Aim A: In the entries, starting at the line with "Please indicate the small" and continuing through the final entry, swap "white building" for "gray shed" and leave everything else unchanged.

Text provided:
-------
As such, PSEC's NII and net ICTI were a minor-modest "outperformance" when compared to my projections, while the company's EPS and NAV figure were a notable "underperformance". With that being said, some market participants were expecting an even worse decrease to the company's EPS and NAV. When calculated, my NII, EPS, net ICTI, and NAV projections had a variance of ($0.045), $0.247, ($0.028), and $0.25 per share, respectively. While PSEC's NII and net ICTI per share figures were near the top end of my range, it should be noted the company's EPS and NAV per share figures were slightly outside my range (hence a "miss" per se). This was the first quarter since I have covered PSEC here at Seeking Alpha where my quarterly NAV per share figure was outside my projected range (see my profile page for a complete history).
-------
Excerpts of pointing data:
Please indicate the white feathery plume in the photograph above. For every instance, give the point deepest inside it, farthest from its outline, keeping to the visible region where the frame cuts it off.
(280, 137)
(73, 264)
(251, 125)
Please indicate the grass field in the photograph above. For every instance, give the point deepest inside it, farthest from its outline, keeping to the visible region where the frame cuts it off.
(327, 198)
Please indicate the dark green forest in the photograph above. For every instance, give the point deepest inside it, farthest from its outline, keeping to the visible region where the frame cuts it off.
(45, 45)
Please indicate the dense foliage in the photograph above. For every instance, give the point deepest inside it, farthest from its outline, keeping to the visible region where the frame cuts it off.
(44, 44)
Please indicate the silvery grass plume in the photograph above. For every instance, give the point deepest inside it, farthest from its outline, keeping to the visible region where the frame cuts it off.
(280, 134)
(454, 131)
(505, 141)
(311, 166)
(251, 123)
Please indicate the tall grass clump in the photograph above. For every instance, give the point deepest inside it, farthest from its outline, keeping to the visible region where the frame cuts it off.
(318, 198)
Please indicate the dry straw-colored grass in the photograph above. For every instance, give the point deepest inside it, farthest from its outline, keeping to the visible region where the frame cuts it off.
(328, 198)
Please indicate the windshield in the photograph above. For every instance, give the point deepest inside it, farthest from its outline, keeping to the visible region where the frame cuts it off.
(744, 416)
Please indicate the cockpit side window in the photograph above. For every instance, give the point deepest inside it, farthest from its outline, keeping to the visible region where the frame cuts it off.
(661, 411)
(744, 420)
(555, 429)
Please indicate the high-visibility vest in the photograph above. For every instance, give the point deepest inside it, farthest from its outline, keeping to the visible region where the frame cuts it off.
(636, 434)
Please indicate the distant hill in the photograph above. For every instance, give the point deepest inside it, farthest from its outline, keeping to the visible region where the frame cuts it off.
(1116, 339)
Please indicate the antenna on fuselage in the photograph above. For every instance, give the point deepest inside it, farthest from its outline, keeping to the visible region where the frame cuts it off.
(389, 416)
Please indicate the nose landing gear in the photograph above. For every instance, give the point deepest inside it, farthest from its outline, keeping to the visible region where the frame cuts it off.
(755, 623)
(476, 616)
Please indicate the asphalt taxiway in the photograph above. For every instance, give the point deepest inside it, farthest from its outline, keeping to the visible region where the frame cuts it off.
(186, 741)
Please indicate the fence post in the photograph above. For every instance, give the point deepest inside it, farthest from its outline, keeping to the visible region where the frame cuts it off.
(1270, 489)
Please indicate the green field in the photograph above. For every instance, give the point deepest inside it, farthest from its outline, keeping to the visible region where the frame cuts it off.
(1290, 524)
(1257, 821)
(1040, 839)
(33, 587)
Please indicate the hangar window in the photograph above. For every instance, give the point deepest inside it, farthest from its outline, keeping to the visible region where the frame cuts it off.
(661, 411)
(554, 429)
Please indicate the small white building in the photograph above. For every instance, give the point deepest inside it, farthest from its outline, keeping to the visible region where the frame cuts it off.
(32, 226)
-------
Aim B:
Answer these questions using the passage on PSEC's quarterly results:
(i) What variance per share did the NAV projection have?
(ii) Which two PSEC per-share figures fell slightly outside the projected range?
(iii) On what site does the writer cover PSEC?

Task output A:
Please indicate the small gray shed in the photograph above. For every instance, give the point deepest inside it, farthest from its outline, keeping to the visible region where the frame cuts it off.
(32, 226)

Task output B:
(i) $0.25 per share.
(ii) EPS and NAV per share.
(iii) Seeking Alpha.